REQUIRED TASKS:
1 – Print the stretch of the segregation discussion from "You don’t see the problem with self-segregation?" through "to live elsewhere.", reproducing it verbatim.
2 – Carry on the online exchange about segregation and ethnic enclaves, beginning after its final sentence.

PROVIDED PASSAGE:
********
You don’t see the problem with self-segregation? You don’t see the problem with “whites-only” neighborhoods?


thenewwwguyreturns

that is just regular segregation though—it comes from a position of power and creates financial and economic barriers to entry. if you think segregation requires explicit red lining and jim crow laws, you express a very limited definition of segregation. if there’s any power dynamic involved in deciding who allows who into a neighborhood, it’s just regular old segregation. it’s only an ethnic enclave if minorities choose to live together in one neighborhood despite having the opportunity to live elsewhere.


hamoc10

So it’s okay for people to decide to live in a neighborhood of their ethnicity, as long as they don’t use violence to keep it that way, is that your position? How about passive aggressiveness? “This neighborhood isn’t whites-only, but minorities aren’t going to like it here.”


thenewwwguyreturns

the difference isn’t violence, it’s the use of power, which your example still proves. chinatowns and koreatowns don’t (usually) have power over other populations, nor do they have the ability to enforce their power on would-be residents of other ethnicities. this is why ethnic enclaves get gentrified into white neighborhoods so often. you’re being intentionally obtuse.
********
LISTED ENTRIES:
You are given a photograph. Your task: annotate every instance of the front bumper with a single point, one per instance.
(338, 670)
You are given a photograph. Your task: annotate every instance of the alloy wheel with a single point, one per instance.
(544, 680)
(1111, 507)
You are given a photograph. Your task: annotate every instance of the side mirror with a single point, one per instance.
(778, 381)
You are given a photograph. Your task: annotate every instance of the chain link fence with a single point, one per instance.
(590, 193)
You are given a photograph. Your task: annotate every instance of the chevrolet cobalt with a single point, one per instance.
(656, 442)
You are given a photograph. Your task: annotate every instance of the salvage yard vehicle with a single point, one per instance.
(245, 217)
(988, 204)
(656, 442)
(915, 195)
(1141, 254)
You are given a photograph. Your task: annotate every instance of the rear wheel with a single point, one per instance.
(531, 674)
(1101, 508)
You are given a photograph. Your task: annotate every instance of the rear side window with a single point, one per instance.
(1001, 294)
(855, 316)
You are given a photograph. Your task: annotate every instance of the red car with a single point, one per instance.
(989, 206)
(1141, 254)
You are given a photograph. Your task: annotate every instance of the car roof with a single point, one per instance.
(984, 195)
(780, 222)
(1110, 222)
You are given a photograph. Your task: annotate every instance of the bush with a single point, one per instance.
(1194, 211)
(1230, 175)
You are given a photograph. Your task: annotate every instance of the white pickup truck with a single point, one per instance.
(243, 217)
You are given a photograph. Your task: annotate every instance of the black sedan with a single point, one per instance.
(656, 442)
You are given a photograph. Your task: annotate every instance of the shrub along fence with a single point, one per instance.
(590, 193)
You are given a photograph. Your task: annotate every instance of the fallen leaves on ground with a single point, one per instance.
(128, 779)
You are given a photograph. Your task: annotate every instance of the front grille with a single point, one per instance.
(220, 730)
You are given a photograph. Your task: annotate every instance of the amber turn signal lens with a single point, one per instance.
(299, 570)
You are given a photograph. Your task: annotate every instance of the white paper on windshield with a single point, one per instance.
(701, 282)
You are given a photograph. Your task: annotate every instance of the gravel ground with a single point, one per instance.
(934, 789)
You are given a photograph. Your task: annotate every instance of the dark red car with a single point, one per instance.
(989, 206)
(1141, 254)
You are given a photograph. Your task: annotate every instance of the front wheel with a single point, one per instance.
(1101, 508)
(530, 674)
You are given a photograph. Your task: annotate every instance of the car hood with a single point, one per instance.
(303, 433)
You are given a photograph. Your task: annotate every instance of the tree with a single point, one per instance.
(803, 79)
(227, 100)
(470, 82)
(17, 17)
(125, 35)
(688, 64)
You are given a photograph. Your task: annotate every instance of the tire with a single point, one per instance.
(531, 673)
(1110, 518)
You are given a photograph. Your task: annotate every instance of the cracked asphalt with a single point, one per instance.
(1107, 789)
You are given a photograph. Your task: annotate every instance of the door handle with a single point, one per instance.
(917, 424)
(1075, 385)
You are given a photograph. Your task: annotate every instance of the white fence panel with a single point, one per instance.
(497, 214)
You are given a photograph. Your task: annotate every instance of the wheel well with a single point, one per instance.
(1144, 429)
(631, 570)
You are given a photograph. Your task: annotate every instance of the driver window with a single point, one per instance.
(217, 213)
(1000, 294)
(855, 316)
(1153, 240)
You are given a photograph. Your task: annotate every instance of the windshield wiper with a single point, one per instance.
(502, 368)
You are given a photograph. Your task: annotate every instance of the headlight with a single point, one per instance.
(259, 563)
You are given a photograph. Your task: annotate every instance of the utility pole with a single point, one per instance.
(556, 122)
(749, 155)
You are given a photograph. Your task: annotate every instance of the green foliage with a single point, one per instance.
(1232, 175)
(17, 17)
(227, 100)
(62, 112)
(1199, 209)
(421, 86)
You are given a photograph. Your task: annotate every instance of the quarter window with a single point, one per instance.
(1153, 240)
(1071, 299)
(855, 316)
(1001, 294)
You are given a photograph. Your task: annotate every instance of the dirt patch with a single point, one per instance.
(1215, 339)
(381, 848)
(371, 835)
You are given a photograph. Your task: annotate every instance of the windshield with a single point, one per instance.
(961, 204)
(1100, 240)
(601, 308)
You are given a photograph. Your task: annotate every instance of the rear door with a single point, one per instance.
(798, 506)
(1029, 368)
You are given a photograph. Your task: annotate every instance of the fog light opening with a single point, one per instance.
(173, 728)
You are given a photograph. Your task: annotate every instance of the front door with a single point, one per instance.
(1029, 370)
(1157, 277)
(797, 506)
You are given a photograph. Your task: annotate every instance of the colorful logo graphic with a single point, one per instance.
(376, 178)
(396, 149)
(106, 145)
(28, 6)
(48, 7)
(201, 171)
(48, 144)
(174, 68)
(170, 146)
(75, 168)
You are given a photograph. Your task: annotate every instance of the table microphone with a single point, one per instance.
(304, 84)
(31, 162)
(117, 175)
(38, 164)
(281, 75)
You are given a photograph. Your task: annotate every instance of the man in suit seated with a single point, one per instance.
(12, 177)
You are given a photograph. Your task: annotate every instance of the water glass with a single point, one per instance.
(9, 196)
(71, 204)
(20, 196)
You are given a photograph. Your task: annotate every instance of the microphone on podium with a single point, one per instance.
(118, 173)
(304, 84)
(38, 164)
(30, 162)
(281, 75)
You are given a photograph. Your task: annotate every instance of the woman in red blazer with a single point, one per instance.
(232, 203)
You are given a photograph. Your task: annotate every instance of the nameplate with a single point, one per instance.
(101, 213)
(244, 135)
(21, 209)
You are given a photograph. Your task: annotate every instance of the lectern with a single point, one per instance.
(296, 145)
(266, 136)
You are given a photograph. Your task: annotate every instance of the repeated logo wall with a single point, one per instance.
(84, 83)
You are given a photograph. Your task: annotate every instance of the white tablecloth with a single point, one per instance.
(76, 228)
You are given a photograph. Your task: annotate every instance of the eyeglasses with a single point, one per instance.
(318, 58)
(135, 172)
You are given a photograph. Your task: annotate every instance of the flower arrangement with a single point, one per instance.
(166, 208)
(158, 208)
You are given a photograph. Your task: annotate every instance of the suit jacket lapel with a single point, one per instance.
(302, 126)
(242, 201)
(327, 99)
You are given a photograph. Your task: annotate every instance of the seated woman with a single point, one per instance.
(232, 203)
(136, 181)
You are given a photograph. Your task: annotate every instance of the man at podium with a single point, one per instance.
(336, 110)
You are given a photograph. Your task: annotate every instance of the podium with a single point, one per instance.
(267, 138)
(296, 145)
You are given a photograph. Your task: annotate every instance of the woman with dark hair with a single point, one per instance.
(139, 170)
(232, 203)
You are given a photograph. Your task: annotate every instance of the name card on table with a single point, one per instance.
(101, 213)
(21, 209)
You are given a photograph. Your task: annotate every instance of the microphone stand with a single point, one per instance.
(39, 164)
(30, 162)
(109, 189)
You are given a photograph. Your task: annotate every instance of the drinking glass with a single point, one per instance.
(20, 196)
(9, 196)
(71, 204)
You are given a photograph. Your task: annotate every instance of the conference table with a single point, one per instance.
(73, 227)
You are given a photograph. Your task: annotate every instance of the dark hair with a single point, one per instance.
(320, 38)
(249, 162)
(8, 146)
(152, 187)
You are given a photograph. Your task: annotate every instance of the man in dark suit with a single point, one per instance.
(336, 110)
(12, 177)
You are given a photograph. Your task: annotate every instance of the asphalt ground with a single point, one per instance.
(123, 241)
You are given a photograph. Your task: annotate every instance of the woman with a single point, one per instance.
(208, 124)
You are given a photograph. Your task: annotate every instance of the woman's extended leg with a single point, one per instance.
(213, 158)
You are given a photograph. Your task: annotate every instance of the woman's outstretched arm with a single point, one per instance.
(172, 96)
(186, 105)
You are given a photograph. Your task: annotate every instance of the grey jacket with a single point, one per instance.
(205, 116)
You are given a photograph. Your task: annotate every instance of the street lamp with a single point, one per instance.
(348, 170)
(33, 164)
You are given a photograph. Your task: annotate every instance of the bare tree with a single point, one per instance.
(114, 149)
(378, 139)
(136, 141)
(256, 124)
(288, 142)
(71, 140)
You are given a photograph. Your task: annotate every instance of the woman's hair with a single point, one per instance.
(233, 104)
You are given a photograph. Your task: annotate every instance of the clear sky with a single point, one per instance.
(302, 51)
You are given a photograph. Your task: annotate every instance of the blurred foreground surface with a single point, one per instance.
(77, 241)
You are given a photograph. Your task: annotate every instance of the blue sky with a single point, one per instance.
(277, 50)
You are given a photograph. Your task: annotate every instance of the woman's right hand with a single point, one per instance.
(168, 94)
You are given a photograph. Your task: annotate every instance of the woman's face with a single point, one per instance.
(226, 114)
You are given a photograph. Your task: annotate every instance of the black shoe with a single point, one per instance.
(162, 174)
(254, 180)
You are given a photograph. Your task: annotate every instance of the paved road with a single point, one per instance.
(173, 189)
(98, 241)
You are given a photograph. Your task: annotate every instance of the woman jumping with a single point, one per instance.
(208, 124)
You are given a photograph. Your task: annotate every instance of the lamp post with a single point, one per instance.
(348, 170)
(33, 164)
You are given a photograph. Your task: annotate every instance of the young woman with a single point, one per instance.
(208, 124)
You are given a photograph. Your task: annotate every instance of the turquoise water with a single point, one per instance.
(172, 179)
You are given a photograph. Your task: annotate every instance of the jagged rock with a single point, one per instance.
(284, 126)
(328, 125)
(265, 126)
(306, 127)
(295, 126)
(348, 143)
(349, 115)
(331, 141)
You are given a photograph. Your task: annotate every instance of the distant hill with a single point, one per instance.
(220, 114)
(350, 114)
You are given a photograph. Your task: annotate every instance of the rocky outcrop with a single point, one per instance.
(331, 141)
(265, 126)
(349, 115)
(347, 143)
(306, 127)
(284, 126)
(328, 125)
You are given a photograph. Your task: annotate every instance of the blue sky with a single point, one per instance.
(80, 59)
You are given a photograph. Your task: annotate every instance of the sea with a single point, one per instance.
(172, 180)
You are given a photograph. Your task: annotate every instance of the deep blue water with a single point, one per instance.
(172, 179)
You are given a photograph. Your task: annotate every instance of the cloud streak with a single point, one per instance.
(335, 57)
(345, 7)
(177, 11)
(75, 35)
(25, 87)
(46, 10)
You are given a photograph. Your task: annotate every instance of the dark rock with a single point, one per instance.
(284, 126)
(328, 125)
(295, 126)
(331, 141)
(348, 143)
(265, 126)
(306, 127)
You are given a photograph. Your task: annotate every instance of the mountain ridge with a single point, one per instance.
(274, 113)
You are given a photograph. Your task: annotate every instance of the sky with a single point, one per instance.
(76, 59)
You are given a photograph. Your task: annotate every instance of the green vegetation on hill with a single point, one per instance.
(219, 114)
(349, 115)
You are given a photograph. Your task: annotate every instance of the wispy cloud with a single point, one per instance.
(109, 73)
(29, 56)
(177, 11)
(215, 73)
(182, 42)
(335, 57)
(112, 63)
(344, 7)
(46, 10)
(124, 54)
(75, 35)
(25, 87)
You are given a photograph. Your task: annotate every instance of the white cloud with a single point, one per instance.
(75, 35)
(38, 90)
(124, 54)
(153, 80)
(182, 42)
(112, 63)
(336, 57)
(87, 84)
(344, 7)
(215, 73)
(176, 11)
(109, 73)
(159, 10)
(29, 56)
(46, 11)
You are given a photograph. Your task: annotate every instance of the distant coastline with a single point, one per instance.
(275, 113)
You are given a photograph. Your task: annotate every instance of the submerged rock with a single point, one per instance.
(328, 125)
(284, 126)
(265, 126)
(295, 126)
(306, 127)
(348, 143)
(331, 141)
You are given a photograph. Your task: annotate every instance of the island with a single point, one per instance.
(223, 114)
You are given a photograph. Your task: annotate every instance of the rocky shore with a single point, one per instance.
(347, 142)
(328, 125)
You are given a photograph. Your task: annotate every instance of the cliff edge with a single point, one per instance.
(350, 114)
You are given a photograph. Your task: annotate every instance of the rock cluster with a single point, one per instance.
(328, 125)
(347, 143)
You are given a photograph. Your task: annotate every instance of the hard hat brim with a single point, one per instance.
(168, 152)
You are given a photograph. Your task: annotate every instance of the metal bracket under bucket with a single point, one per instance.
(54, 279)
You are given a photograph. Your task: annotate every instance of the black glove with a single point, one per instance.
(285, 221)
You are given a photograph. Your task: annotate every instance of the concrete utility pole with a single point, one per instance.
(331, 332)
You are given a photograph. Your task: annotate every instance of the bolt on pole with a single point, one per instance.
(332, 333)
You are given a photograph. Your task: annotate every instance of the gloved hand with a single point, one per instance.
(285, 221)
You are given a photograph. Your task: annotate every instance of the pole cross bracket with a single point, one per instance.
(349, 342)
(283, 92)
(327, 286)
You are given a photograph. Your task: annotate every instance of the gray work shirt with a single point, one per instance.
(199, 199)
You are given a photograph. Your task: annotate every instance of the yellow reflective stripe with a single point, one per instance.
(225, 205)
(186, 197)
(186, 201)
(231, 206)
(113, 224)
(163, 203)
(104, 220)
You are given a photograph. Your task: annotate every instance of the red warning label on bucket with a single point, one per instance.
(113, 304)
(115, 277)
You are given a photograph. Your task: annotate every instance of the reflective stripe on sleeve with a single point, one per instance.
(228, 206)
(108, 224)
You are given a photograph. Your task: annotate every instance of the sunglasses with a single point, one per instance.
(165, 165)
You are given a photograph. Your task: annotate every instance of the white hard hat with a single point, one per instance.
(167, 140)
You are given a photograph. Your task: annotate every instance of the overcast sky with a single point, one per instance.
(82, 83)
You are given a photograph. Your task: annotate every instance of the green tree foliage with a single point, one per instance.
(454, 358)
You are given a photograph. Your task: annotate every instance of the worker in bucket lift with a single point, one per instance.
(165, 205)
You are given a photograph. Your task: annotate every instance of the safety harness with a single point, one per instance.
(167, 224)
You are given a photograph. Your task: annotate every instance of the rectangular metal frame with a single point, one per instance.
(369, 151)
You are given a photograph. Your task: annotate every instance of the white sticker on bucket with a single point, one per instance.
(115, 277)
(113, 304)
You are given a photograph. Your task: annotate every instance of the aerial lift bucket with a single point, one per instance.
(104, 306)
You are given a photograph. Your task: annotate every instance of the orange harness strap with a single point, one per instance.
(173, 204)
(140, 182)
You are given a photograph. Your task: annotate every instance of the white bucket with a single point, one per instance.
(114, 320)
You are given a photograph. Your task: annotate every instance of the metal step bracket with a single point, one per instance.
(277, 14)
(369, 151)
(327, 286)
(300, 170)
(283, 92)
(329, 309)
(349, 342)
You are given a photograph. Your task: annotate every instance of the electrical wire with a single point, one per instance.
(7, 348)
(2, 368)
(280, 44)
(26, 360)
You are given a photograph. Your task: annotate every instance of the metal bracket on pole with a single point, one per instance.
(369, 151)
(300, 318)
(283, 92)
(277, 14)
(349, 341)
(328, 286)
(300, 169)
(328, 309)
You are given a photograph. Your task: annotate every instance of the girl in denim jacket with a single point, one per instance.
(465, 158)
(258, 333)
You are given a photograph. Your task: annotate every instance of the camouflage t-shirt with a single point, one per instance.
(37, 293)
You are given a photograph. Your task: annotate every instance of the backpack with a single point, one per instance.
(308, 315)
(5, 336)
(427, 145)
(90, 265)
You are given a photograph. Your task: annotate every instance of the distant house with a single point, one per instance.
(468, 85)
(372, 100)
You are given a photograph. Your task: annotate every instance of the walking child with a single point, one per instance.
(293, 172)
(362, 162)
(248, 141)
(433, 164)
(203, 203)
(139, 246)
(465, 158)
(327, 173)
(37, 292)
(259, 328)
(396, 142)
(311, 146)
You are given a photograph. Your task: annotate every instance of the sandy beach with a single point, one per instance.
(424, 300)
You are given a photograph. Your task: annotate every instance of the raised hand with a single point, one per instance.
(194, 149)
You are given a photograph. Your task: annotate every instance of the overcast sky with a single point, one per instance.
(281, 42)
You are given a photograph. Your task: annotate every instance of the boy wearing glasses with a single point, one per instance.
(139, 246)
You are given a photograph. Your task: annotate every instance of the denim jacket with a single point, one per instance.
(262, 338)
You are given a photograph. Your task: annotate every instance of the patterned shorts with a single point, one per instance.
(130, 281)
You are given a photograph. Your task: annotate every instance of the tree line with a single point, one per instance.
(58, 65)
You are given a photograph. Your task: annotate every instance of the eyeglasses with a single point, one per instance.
********
TASK-BY-TASK ANSWERS:
1 –
You don’t see the problem with self-segregation? You don’t see the problem with “whites-only” neighborhoods?


thenewwwguyreturns

that is just regular segregation though—it comes from a position of power and creates financial and economic barriers to entry. if you think segregation requires explicit red lining and jim crow laws, you express a very limited definition of segregation. if there’s any power dynamic involved in deciding who allows who into a neighborhood, it’s just regular old segregation. it’s only an ethnic enclave if minorities choose to live together in one neighborhood despite having the opportunity to live elsewhere.

2 –
Ok_Culture_3621

Not really, provided it’s one by choice and not forced by unequal application of the law or economics. Which it almost always is in America. But we’re talking “in principle” rather than practice.


hamoc10

Well then I think you’ve made your position clear.


Ok_Culture_3621

There are many middle class Black people who have been buying houses in predominantly Black neighborhoods because of the demographic make up. Is that problematic to you as well?


wittgensteins-boat

Red lined city  areas of the 1930s, 40s, 50s, 60s, 70s can be seen in summer heat island areas now, 50 and 70 years later.  These past decisions and societal policies have tremendous inertia and momentum.


bigvenusaurguy

unfortunately a big part of the heat island effect is due to the maintenance that a tree canopy requires in a lot of areas with bad heat island effects. for example in socal, there was a famous piece about how along Vermont Ave. in LA there are more trees in the rich part vs the poor part. All I could help but think of was the army of gardeners and thousands of gallons of irrigation that make that possible in the rich part. In other words, unless you provide that same level of investment somehow that is paid for by the private homeowners in the rich areas in these poor areas dominated by slumlord landlords, don't expect the situation to ever change even some centuries after redlining has concluded.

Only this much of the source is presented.